What the exercise asks: Only an exact, complete copy of the listing will serve as the answer.

· · · ·

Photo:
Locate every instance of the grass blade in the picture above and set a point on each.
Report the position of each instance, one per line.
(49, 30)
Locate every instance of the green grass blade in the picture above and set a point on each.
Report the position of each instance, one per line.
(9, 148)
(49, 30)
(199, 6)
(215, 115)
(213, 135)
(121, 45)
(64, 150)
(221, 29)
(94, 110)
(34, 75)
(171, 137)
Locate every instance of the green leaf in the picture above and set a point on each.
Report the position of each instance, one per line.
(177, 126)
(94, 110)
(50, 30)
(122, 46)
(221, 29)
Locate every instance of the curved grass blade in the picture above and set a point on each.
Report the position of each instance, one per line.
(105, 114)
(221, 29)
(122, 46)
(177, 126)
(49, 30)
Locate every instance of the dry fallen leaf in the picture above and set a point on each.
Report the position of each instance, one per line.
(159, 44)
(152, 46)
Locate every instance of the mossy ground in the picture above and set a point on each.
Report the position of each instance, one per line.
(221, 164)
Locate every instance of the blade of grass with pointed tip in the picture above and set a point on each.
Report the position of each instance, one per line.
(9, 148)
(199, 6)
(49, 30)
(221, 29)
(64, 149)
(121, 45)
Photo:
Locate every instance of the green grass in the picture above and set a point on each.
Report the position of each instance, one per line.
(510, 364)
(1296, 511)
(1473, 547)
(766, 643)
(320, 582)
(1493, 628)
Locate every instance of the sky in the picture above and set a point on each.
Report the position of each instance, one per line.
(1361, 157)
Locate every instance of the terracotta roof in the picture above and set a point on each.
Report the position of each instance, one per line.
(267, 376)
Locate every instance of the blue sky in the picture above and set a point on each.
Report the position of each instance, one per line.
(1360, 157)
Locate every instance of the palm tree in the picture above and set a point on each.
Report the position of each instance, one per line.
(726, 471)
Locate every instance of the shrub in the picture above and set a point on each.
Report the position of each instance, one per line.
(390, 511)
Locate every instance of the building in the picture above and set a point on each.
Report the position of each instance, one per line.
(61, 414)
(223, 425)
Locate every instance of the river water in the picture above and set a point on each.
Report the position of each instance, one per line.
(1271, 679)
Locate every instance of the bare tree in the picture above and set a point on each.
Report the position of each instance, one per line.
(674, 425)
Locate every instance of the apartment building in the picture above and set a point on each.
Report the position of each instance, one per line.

· · · ·

Written solution:
Photo:
Locate every instance of the grass blade in the picture above and set a point on each.
Report the position of each instance, one per line.
(49, 30)
Locate every instance of the green grass blade in the picture above and set a point on each.
Report the position of each instance, one per line.
(9, 148)
(49, 30)
(199, 6)
(215, 115)
(213, 135)
(121, 45)
(64, 150)
(221, 29)
(94, 110)
(34, 75)
(171, 137)
Locate every instance of the green leaf in the picture above and set a point on each.
Report the position of each instance, one per line.
(177, 126)
(94, 110)
(50, 30)
(122, 46)
(221, 29)
Locate every instance of the curved grass blade in the picture above and set a point on each.
Report the position of each instance, one per line.
(105, 114)
(221, 29)
(122, 46)
(177, 126)
(49, 30)
Locate every instance of the dry fallen leaf in the picture above and set a point on each.
Report the position of each instance, one per line.
(159, 44)
(152, 46)
Locate every instance of the mossy ground in the picture above and set a point on each.
Report the position of each instance, one per line.
(221, 164)
Locate every instance of the blade of grass with pointed tip in the picture above and set a point on each.
Report the position of each instance, one per line.
(9, 148)
(199, 6)
(49, 30)
(221, 29)
(64, 149)
(121, 45)
Photo:
Locate every instance of the green grass in the picture above and set a point on each.
Report the position of each instance, one per line.
(510, 364)
(1296, 511)
(1473, 547)
(766, 643)
(320, 582)
(1493, 628)
Locate every instance of the sky in the picture above and set a point on each.
Report the position of each instance, one per line.
(1361, 157)
Locate every instance of the terracotta roof in the picture above and set a point on each.
Report the position of each instance, one per line.
(267, 376)
Locate every instance of the blue sky in the picture above and set a point on each.
Report the position of each instance, one per line.
(1360, 157)
Locate every instance of the palm tree in the picture above and set a point on each.
Report the position of each instance, one per line.
(726, 471)
Locate every instance of the shrub in the picture above and set a point on each.
Report the position of each instance, one per line.
(390, 511)
Locate every instance of the building in the picture above and set a point on each.
Report the position of each instance, one per line.
(61, 414)
(223, 425)
Locate every instance of the river water in the picture above and set a point on each.
Report the position of each instance, one per line.
(1271, 679)
Locate every instance of the bare tree in the picture above and set a point on each.
Report the position of each instance, one per line.
(674, 425)
Locate every instance of the apartment building in the picture above and set a point on each.
Report the position of each instance, one per line.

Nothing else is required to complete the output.